Admission: 20 RMB/person

Visit time: 2 hours

Best viewing: mid-to-late November to early December

Named because the village is built by a large pond, the village is simply called Datangbian (Big Pond Side). Normally there's no entry fee, but during ginkgo season, the village committee sets up a checkpoint at the entrance to collect fees. There's a parking lot inside, suitable for self-driving tourists. The village has many farmhouse restaurants. Starting from Guilin in the morning and having lunch here is a good idea—try a local chicken hotpot this season.

[Photo Spot 1: Pond Reflection] Entering the village, there's a row of stalls along the pond, mostly selling local specialties like ginkgo nuts and dried persimmons. They're homemade and sold directly by the locals, giving a very down-to-earth feel. I didn't encounter any overcharging. Most of the locals are elderly, probably left-behind seniors. Buying something from them and chatting a bit makes their day.

Along the pond, many new houses have been built, reflecting together with the ancient ginkgo trees. You can almost imagine what it was like hundreds of years ago when the ginkgo were first planted, their reflections in the pond.

[Photo Spot 2: Old Village by the Pond] By the pond, there's a cluster of old houses surrounded by century-old ginkgo trees. These trees are likely older than the houses. They have accompanied generations of villagers. Although the houses are now dilapidated, there seems to be a consensus in the village that these trees must not be touched. The old ginkgo trees greet each autumn as their leaves turn yellow and fall on time...

▶ **Exercise aim**
In the Datangbian village guide, when is the best time to visit?

▶ **Dataset**
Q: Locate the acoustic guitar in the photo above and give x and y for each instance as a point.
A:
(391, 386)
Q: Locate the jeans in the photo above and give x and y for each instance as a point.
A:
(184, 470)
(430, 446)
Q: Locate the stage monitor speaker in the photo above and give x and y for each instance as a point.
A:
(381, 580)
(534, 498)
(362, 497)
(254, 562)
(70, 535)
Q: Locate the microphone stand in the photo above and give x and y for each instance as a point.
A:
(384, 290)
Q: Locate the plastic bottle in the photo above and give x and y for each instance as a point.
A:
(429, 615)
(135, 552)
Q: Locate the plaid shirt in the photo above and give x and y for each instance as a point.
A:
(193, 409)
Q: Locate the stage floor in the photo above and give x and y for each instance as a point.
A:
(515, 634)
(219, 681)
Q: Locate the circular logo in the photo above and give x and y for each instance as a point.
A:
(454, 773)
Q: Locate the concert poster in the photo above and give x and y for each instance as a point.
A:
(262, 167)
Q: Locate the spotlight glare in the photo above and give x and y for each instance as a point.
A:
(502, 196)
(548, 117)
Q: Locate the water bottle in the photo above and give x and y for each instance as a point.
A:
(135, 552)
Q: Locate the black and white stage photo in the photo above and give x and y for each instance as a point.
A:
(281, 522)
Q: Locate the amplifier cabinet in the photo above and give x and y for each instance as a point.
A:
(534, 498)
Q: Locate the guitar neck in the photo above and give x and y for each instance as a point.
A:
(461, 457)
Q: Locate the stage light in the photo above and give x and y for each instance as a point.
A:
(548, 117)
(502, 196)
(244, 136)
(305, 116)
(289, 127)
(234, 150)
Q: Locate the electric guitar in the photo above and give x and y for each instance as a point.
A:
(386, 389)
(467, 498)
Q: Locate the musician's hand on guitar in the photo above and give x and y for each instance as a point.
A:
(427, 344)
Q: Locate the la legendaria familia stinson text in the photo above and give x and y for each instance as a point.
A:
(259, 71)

▶ **Exercise solution**
Mid-to-late November to early December.